WHAT THIS TASK INVOLVES: Tally the lines below that contain the string "green", with case counting, and give only the number.

RECORDS FOR THIS TASK:
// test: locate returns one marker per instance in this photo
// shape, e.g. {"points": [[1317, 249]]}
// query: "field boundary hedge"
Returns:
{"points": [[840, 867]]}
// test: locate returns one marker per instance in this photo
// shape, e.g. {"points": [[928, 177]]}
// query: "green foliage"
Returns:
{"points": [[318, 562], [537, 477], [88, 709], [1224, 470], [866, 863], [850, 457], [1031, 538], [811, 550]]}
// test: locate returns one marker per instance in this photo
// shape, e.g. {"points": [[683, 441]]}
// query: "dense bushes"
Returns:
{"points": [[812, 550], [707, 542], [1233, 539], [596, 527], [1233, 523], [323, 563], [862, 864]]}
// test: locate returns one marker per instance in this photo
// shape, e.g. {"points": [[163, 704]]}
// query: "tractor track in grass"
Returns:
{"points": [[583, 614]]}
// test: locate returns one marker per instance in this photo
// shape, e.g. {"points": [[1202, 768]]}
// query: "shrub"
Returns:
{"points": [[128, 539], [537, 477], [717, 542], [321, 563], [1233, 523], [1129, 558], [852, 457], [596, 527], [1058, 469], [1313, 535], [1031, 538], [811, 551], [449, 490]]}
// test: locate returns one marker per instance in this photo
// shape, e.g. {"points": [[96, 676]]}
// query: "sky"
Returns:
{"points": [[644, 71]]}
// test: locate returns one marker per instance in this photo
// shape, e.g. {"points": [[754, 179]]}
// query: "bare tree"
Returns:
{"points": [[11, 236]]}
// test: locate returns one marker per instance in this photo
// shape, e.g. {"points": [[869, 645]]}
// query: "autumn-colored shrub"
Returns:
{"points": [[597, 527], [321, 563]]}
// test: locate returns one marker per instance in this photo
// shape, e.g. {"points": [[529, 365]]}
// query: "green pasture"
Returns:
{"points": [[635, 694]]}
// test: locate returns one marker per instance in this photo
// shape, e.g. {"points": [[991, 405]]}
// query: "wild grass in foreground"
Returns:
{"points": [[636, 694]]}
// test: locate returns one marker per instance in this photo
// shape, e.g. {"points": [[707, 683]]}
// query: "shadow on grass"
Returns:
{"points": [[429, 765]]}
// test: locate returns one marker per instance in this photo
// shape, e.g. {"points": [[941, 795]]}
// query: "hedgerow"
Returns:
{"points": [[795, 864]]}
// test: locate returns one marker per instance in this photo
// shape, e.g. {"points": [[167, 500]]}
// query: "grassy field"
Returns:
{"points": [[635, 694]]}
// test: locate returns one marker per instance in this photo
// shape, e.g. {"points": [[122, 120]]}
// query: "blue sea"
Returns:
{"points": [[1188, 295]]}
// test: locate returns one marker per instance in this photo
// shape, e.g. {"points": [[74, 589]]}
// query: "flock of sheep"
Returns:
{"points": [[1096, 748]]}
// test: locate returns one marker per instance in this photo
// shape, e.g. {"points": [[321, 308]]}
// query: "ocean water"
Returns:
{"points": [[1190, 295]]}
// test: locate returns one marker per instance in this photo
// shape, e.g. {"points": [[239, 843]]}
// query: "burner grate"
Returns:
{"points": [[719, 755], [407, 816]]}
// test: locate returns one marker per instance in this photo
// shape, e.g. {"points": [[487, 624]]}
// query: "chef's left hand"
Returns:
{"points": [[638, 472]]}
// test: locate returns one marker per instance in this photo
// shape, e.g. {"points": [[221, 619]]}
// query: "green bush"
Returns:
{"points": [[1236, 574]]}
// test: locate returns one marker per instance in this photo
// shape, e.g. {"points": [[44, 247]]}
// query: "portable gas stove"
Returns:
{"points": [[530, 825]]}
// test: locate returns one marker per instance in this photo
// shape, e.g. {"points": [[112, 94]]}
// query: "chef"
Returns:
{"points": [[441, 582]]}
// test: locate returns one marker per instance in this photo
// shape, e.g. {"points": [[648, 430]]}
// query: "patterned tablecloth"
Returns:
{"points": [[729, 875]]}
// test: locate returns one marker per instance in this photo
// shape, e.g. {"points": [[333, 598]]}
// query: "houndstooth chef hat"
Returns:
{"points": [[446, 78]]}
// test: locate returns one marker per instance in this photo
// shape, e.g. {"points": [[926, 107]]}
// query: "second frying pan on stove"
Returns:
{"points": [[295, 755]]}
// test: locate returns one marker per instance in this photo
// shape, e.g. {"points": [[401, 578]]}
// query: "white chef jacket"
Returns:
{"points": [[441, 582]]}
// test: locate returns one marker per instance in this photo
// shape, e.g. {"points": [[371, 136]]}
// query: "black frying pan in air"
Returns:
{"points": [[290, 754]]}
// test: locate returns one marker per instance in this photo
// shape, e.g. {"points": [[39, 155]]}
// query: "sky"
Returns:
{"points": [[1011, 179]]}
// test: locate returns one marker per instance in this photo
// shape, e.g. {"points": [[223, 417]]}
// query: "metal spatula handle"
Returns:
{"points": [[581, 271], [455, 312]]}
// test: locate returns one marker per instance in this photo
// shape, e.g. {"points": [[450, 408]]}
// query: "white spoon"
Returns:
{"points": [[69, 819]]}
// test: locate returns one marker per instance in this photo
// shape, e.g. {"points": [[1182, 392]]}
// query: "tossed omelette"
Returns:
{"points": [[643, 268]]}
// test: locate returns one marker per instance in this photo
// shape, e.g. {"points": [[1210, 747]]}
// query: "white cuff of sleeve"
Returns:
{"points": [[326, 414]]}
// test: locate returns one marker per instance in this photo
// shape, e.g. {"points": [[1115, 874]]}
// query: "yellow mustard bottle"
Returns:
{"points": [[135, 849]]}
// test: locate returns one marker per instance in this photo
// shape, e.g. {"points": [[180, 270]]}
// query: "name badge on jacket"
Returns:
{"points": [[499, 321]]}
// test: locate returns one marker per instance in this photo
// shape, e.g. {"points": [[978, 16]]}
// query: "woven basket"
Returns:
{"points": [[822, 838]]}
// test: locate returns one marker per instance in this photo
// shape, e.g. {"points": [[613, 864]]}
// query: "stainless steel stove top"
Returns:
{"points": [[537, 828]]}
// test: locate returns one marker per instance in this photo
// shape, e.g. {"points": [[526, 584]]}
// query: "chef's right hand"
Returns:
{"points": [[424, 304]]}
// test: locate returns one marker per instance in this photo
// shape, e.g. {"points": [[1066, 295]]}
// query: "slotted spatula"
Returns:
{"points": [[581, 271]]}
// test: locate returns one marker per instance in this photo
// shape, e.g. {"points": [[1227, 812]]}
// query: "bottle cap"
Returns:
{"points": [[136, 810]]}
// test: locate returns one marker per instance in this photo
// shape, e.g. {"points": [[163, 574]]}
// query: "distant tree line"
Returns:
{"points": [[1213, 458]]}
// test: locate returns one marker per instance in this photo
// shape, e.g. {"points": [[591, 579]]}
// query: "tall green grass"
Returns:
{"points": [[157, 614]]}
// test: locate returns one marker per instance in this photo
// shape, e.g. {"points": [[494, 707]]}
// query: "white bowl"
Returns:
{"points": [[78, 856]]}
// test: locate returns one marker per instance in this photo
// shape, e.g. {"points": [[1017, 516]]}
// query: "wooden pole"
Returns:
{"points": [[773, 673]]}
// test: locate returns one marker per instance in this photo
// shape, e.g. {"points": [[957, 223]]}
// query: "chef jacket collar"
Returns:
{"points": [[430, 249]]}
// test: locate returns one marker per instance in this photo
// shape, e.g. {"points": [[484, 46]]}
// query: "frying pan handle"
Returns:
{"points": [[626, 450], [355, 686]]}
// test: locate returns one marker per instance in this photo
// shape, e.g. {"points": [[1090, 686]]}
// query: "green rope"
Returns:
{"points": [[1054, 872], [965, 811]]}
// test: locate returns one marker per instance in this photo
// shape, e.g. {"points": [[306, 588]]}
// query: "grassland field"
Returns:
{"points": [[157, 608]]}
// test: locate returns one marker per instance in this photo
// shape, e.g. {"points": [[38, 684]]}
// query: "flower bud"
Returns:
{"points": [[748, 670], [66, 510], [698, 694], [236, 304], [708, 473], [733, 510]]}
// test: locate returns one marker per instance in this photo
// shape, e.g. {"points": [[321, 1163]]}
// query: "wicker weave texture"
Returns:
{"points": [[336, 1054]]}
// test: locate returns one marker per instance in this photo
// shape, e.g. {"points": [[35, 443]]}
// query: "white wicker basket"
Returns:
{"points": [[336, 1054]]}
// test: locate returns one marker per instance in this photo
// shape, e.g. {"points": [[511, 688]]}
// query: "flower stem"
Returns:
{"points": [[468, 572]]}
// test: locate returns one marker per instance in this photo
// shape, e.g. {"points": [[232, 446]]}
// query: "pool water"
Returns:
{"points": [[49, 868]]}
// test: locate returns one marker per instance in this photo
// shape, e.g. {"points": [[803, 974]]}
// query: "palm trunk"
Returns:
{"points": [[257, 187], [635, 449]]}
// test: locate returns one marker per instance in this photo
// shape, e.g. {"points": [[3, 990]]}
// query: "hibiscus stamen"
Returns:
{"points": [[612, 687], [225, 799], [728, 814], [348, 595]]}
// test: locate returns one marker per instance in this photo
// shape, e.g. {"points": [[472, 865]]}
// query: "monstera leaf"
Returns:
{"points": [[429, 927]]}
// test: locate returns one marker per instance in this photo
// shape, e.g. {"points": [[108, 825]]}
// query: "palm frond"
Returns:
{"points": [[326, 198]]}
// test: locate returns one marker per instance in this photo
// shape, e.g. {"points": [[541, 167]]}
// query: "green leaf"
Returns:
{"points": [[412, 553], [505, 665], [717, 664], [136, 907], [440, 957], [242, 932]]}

WRITTEN RESPONSE: 6